▸ **TASK STATEMENT**
Please copy the entries below word for word, leaving out the picture.

▸ **SUPPLIED MATERIAL**
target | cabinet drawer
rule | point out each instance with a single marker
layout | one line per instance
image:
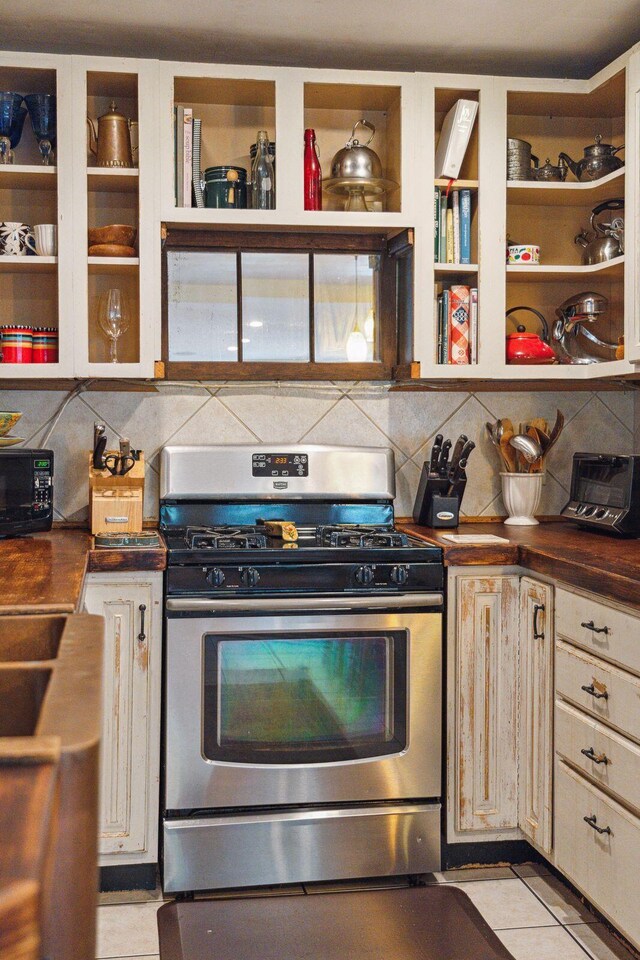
(614, 696)
(618, 769)
(603, 865)
(610, 633)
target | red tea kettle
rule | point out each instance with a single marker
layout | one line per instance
(523, 347)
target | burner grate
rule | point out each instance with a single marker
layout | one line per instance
(355, 536)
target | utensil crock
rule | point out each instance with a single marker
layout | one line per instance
(521, 493)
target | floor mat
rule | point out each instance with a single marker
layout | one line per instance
(416, 923)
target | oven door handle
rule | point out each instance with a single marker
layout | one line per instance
(297, 604)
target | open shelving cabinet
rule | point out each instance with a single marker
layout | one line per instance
(117, 195)
(35, 291)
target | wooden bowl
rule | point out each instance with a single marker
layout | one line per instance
(8, 421)
(111, 250)
(119, 233)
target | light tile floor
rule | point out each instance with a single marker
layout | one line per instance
(535, 916)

▸ **ANSWER TO THE EXERCISE**
target | cabinet drawer
rule | point out each instance with a single marker
layout | one line per instance
image:
(614, 696)
(618, 769)
(603, 865)
(610, 633)
target | red tea kettle
rule | point out each instance with a single marker
layout | one line per instance
(523, 347)
target | burner grate
rule | point out each instance with a single marker
layout | one line per instance
(355, 536)
target | utensil crock
rule | point out each instance with a single marker
layout | one line per instance
(521, 493)
target | floor mat
rule | point out each instance with a single marker
layout | one line per instance
(416, 923)
target | oven door handle
rule | point out each instance with a single marker
layout | one line per instance
(297, 604)
target | open shelving cabinet
rule | point out each instance with a single marker
layout | one line per instance
(117, 195)
(35, 291)
target | wooden bowl
rule | point out each instance with a single marker
layout | one line per instance
(8, 421)
(111, 250)
(119, 233)
target | light tile floor
rule | point out each instance with a single marker
layout | one line per instance
(535, 916)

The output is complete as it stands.